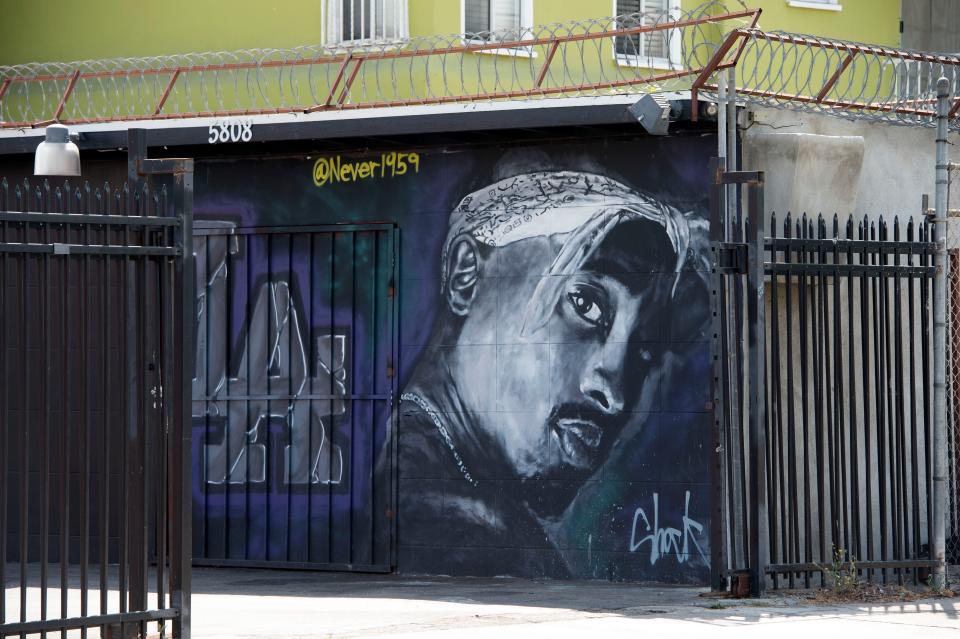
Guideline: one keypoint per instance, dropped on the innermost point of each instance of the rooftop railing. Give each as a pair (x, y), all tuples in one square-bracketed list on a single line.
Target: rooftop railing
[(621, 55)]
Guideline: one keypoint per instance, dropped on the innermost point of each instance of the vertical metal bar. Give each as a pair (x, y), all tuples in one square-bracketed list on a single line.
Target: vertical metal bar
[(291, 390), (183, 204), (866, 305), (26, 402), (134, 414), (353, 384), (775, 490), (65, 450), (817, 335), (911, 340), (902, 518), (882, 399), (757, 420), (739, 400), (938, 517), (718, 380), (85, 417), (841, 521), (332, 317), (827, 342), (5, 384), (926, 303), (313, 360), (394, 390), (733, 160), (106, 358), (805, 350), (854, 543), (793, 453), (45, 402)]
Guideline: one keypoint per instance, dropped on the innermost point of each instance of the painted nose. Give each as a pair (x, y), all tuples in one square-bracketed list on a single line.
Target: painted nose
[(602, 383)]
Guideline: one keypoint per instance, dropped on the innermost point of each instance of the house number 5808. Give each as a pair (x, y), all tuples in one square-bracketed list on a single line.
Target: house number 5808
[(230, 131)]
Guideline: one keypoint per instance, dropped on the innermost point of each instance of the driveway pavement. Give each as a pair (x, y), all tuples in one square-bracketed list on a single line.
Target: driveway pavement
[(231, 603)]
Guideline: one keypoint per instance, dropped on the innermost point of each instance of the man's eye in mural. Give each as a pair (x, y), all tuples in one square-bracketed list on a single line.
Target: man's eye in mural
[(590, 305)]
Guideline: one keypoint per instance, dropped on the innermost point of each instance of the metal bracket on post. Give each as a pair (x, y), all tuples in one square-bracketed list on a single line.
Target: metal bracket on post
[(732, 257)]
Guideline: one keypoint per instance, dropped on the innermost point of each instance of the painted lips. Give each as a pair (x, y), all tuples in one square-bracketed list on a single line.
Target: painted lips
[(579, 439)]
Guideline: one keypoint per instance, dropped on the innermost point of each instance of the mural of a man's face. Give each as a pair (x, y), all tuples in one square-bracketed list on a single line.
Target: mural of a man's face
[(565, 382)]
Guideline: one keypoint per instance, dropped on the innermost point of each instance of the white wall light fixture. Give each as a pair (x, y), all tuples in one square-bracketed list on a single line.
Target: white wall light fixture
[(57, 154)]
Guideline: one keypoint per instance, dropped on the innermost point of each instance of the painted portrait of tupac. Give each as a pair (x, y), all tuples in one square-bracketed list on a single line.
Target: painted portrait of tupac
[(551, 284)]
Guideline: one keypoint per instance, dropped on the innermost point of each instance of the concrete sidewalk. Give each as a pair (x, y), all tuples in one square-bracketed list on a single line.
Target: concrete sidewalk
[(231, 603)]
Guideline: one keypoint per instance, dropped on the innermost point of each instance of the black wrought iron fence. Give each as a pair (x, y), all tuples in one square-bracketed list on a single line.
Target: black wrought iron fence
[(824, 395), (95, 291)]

=-=-=

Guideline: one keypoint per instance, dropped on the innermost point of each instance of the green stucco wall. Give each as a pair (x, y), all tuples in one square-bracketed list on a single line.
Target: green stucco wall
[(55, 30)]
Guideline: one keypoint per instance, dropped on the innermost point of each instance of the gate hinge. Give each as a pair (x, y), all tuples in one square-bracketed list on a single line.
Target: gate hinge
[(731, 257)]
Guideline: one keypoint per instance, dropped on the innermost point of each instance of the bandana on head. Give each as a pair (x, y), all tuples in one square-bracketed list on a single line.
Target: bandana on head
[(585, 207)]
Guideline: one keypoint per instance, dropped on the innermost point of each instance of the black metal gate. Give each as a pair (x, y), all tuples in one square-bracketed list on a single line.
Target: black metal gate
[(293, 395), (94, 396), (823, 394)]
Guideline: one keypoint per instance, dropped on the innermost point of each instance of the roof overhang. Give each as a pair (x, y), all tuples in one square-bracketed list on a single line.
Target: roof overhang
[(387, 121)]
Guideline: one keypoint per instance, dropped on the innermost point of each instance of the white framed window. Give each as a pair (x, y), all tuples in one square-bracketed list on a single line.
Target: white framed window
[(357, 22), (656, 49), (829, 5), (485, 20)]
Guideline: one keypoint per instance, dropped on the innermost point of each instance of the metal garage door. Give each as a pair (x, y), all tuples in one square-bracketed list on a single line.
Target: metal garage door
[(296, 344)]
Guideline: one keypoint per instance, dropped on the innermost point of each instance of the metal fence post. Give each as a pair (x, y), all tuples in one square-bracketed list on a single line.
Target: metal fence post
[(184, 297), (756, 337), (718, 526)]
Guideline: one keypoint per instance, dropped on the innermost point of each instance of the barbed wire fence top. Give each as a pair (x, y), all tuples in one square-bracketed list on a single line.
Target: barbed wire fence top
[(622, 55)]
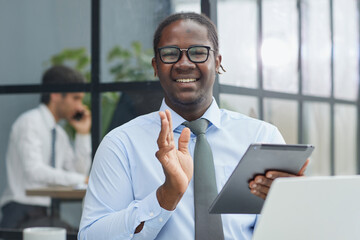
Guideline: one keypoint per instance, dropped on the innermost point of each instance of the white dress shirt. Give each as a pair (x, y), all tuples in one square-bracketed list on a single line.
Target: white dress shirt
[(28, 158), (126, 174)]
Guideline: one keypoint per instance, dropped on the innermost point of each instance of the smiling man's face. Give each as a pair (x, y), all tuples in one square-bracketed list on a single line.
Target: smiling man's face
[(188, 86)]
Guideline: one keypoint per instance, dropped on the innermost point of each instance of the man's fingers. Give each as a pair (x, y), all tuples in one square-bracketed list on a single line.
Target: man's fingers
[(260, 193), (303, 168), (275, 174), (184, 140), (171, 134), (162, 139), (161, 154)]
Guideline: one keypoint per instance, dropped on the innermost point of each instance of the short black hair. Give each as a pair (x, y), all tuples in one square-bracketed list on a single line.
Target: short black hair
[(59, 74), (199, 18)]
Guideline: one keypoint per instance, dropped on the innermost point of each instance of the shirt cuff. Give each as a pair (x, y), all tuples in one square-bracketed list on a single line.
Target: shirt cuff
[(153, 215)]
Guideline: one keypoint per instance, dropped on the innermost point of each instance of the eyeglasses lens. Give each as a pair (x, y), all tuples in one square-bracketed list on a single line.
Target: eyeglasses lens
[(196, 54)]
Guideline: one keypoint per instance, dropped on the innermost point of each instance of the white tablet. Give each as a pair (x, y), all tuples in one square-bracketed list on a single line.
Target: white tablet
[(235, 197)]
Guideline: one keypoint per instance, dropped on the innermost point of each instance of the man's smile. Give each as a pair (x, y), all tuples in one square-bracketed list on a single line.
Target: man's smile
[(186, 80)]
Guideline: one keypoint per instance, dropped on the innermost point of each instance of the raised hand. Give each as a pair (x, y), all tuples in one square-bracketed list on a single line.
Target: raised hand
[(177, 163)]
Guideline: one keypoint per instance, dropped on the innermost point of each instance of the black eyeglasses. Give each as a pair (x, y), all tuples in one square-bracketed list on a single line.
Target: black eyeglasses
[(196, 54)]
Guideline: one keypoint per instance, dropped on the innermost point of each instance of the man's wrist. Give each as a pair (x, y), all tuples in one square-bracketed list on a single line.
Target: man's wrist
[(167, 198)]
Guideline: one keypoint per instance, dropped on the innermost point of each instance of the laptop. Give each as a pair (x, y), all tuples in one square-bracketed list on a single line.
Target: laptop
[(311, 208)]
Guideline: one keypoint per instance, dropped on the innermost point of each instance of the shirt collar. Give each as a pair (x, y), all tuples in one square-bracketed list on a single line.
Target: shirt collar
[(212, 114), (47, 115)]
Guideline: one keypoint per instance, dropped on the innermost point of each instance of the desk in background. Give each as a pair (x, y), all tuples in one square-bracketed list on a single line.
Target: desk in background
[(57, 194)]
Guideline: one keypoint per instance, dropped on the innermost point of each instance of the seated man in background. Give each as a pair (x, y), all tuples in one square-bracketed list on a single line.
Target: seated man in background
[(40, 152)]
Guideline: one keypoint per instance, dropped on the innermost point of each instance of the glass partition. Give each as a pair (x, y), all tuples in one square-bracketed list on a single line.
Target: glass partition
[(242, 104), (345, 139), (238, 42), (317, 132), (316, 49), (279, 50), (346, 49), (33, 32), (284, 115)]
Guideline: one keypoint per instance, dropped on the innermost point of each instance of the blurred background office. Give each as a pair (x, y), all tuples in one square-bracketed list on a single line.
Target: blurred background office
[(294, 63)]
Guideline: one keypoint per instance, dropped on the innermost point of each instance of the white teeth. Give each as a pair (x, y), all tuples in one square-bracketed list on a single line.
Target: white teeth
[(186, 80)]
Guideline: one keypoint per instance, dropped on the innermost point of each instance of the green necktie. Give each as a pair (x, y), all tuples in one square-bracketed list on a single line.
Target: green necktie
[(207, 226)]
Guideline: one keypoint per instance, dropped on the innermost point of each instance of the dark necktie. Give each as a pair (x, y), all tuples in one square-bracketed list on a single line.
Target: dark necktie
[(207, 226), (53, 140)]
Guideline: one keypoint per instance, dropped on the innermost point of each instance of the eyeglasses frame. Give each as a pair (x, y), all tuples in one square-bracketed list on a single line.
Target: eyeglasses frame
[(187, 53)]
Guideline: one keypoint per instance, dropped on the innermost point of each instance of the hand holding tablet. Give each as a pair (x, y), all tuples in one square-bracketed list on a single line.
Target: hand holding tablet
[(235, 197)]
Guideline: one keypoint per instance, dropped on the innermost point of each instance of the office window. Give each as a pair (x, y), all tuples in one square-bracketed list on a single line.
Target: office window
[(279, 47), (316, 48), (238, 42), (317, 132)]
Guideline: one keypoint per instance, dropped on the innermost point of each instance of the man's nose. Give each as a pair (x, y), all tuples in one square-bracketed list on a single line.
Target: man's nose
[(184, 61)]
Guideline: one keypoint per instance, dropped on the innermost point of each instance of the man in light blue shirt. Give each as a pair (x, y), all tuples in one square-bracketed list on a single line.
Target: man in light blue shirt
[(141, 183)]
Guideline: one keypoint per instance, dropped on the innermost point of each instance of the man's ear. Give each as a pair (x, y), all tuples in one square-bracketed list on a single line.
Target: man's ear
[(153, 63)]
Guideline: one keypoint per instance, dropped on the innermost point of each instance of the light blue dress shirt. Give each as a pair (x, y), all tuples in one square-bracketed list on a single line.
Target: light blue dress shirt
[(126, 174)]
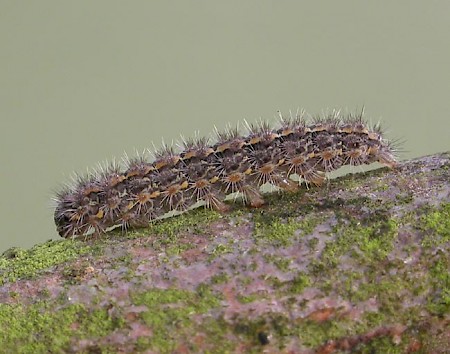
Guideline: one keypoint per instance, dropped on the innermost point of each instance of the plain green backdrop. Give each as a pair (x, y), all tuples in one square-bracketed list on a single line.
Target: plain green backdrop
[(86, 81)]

=-=-=

# YOUR INSTRUCTIONS
Give again exactly, and only, the lines above starting at the one with "of the desk" and ending at the one with "of the seated".

# THE COMPLETED TASK
Guideline: one keypoint per instance, dropped on the innermost point of each instance of the desk in background. Give each as a pair (x, y), all tuples in one square-bracketed list on a single line.
Target: desk in background
[(57, 194)]
Guideline: one keypoint per instance, dropped on the innermost point of each instance of the seated man in background. Give each as a pair (x, y), all tuples in one square-bracketed list on a single line.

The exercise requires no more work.